§ **REQUIREMENT**
In the forum thread on data normality versus capability, since what year has the original poster been taught that descriptive statistics for normal data cannot be used on non-normal data?
## start READING PASSAGE
Data normality versus capability

Dan Watson

Involved In Discussions
I feel rather stupid for asking this question, but it is a reality check for me. I work with a QA Manager who has stated that the normality of the data does not matter when calculating capability indices for different product parameters. His numbers are pretty much always above 1.33. I thought, since I have been taught since 1987, that if the data are non-normally distributed, that the descriptive statistics for normally distributed data cannot be used. The root cause of why the data are non-normally distributed needs to be investigated, i.e., what are the causes of the special variation influencing the data. Am I wrong? Would process capability indices be an alternative measure until the data distribution is more normal? This individual will rework PPAP numbers that the technicians give to him to that the numbers "look appropriate." Sometimes the old saying is true, 'torture the numbers enough and they'll confess to anything."
 

John C. Abnet

Teacher, sensei, kennari
Leader
Super Moderator
i.e., what are the causes of the special variation influencing the data. Am I wrong?
## end READING PASSAGE
## start DATA LINES
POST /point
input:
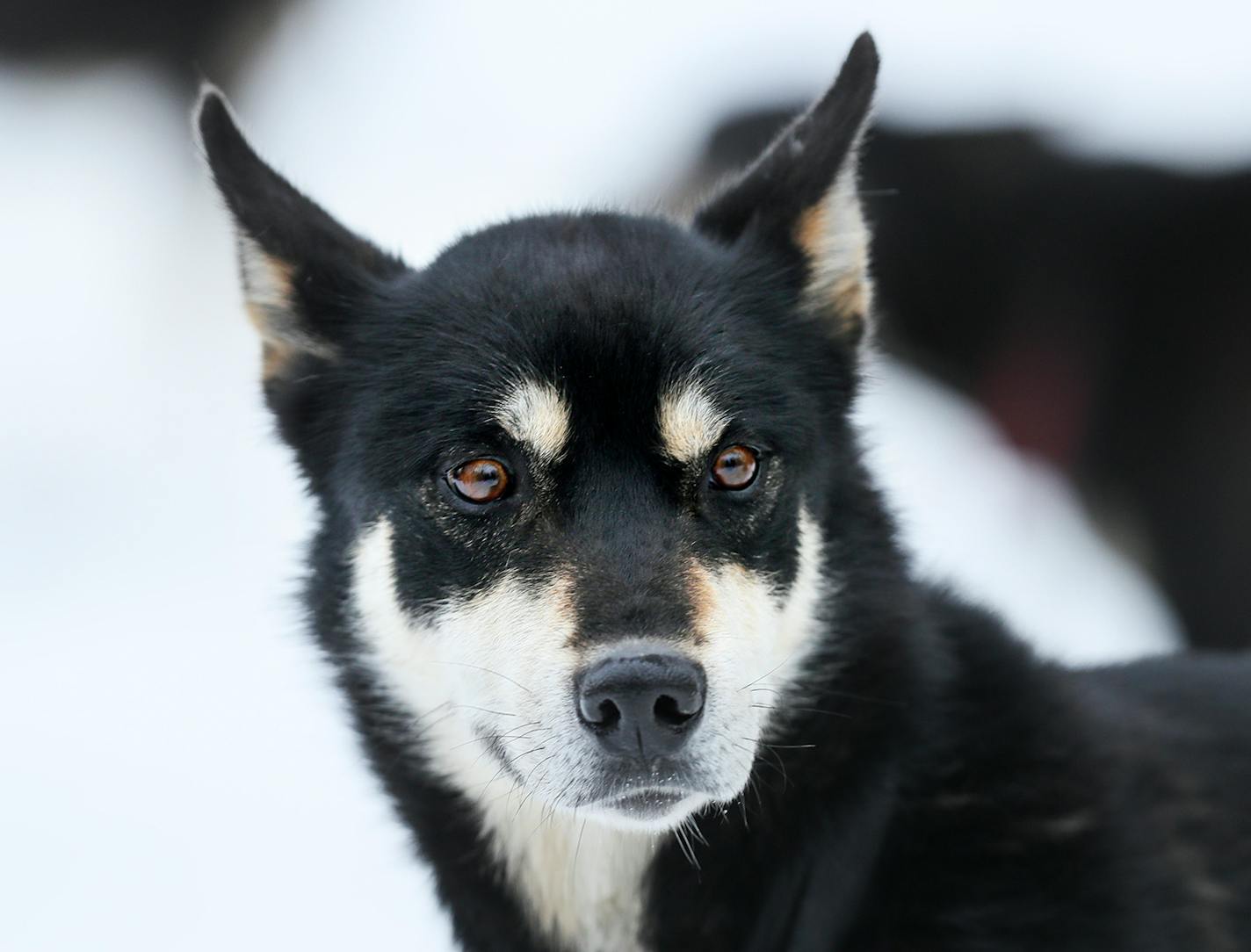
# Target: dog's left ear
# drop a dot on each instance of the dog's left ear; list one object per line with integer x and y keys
{"x": 301, "y": 270}
{"x": 799, "y": 199}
## end DATA LINES
§ **REPLY TO THE TASK**
Since 1987.